What is expected
Which lines in the data that follows contain the word "below"? Copy each of them in full.

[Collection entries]

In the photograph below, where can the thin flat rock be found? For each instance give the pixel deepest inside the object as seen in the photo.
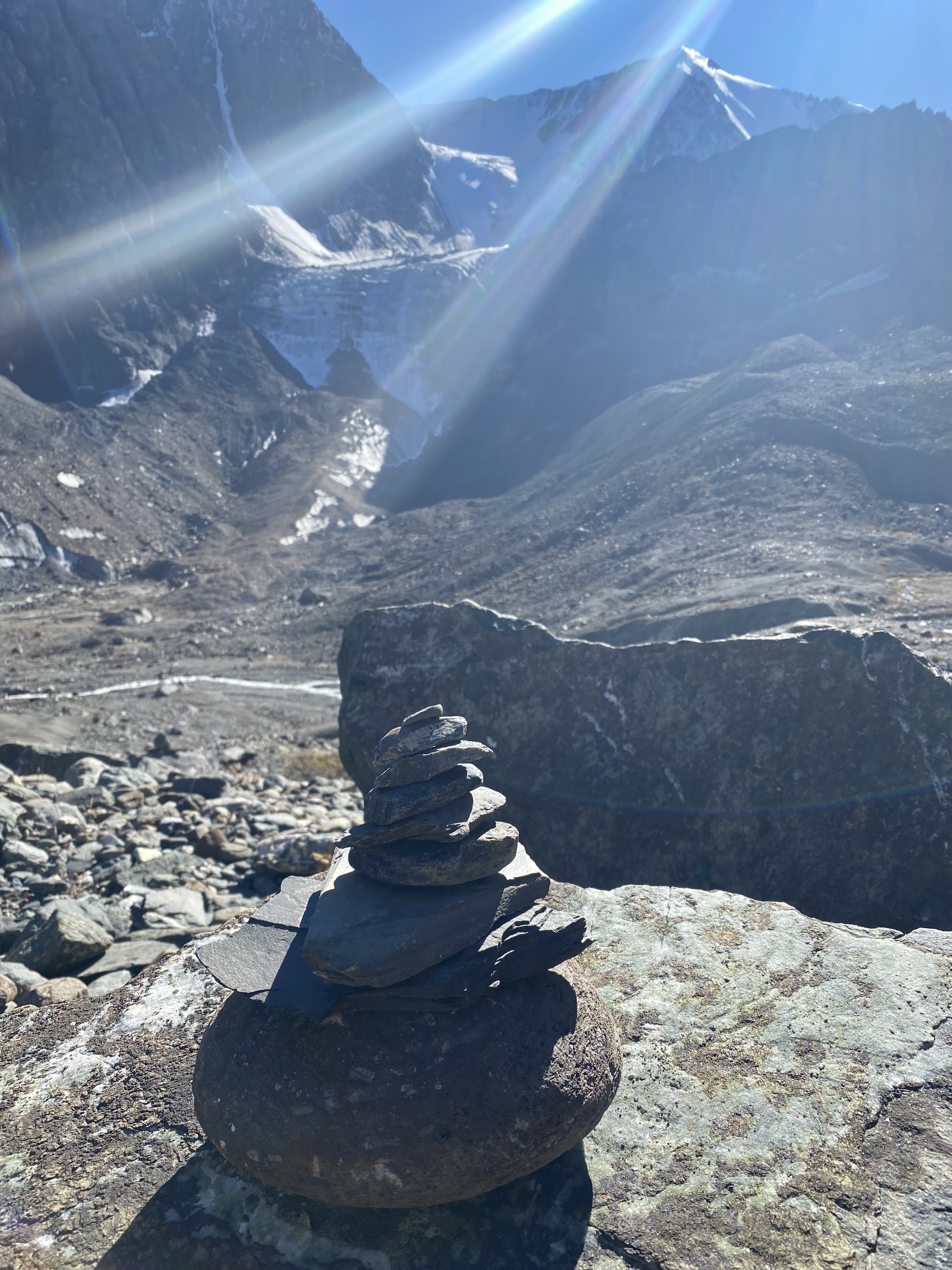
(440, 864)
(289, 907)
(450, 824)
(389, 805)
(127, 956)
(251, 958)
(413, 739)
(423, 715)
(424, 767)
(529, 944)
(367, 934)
...
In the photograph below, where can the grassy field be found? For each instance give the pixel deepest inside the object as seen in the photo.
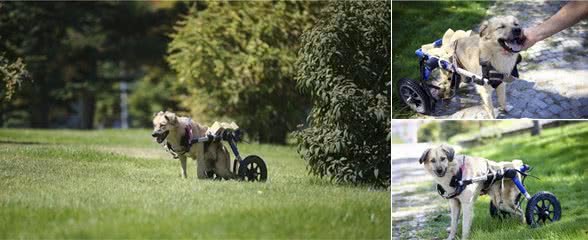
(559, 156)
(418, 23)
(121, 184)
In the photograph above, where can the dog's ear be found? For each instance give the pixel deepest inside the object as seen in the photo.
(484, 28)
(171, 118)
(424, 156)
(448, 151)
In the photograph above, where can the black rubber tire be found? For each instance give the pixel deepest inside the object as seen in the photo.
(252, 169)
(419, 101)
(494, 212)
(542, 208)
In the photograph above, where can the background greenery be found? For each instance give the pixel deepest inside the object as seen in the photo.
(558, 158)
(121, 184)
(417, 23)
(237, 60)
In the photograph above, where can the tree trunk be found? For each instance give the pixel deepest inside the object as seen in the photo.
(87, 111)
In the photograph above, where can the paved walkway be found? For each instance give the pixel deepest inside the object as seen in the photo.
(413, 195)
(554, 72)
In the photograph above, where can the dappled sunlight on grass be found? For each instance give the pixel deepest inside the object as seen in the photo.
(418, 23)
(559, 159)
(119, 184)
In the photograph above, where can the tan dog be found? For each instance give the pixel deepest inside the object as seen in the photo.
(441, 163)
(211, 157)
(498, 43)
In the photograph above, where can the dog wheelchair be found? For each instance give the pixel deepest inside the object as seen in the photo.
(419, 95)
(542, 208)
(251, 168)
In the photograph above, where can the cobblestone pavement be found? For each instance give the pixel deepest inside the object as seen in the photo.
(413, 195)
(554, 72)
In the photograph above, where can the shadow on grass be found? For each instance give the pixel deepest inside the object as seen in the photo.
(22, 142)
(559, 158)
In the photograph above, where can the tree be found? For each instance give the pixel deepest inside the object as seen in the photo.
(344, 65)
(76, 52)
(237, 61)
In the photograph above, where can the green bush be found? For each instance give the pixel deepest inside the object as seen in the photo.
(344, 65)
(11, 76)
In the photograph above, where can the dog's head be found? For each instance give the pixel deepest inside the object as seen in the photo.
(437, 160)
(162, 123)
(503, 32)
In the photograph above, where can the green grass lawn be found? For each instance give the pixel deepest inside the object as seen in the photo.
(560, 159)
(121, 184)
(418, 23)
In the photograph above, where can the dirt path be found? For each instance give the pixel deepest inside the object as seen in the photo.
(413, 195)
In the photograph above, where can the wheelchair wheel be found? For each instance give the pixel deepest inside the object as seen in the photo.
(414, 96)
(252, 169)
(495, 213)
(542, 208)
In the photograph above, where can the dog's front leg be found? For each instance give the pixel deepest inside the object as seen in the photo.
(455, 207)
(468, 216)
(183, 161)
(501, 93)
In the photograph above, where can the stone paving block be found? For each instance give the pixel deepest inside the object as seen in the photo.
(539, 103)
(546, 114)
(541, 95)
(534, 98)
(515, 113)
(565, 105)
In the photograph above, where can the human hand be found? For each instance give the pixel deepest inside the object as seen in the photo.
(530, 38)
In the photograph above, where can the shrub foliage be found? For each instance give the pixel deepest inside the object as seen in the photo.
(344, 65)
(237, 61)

In response
In the photograph below, where can the thin flat rock be found? For each instance give the pixel deepest inside the object as seen in the photo.
In the photograph below, where can the grassy field be found? For each instance give the pixel deepest inside the object as seen in the photo.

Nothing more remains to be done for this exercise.